• WORK TO DO
From the excerpt on trust resignation, reproduce the stretch from "Here is a true" through "P. 583, 588.".

• EXCERPT
***
Here is a true resignation by sale of taxpayer's trust business to another trust corporation, different from the absorption of one trust holding corporation by consolidation into another under another provision, section 31a, of the same act. There "each of the consolidated banking corporations, as a distinct, independent, and separate corporate entity, practically passes out of existence or becomes extinct upon the completion of the act of consolidation", and it could properly be there held that there was no such specific resignation as provided in the trust instrument construed in that case, where the trustee resigned by notice to the beneficiary. Mercantile Trust Co. v. San Joaquin Agric. Corp., 89 Cal. App. 558, 568, 571, 265 P. 583, 588.
***
• PROVIDED DATA

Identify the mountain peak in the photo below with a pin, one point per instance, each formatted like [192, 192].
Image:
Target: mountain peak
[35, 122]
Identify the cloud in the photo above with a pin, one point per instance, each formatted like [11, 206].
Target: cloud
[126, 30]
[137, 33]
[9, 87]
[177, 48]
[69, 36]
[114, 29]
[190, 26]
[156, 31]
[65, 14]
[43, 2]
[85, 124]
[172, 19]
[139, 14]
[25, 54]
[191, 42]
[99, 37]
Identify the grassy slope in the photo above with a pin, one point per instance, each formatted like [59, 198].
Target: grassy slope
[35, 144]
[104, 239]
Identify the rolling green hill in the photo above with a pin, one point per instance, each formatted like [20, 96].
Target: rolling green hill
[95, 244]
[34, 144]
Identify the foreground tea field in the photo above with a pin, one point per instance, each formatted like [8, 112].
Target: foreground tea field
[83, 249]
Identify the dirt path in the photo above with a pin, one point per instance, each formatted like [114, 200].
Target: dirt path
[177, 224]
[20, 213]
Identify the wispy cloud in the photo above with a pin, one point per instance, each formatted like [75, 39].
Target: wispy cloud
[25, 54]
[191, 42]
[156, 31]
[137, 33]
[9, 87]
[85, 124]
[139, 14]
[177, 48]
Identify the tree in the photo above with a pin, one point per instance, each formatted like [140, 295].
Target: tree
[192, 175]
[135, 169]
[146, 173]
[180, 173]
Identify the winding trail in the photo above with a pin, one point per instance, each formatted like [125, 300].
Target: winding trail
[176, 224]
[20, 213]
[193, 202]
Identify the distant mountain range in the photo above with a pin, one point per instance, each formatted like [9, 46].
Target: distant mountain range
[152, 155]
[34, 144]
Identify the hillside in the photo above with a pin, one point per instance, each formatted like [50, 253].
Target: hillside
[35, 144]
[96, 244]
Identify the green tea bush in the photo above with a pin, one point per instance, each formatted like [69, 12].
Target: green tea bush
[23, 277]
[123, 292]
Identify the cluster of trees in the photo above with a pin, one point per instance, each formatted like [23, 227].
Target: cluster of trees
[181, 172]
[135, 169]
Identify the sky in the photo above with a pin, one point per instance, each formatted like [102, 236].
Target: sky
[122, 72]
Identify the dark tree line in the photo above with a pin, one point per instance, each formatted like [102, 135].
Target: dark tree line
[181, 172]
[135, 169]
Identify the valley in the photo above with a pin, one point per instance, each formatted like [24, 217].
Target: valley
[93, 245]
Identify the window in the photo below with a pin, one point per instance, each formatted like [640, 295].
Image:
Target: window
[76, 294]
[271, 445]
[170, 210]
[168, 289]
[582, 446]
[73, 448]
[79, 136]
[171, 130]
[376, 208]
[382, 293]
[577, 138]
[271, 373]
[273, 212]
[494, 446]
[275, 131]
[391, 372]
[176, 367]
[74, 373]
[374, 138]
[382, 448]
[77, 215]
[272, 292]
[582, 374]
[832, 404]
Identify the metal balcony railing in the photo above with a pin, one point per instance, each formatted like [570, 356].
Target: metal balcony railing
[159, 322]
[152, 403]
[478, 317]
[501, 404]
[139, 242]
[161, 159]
***
• TASK ANSWER
Here is a true resignation by sale of taxpayer's trust business to another trust corporation, different from the absorption of one trust holding corporation by consolidation into another under another provision, section 31a, of the same act. There "each of the consolidated banking corporations, as a distinct, independent, and separate corporate entity, practically passes out of existence or becomes extinct upon the completion of the act of consolidation", and it could properly be there held that there was no such specific resignation as provided in the trust instrument construed in that case, where the trustee resigned by notice to the beneficiary. Mercantile Trust Co. v. San Joaquin Agric. Corp., 89 Cal. App. 558, 568, 571, 265 P. 583, 588.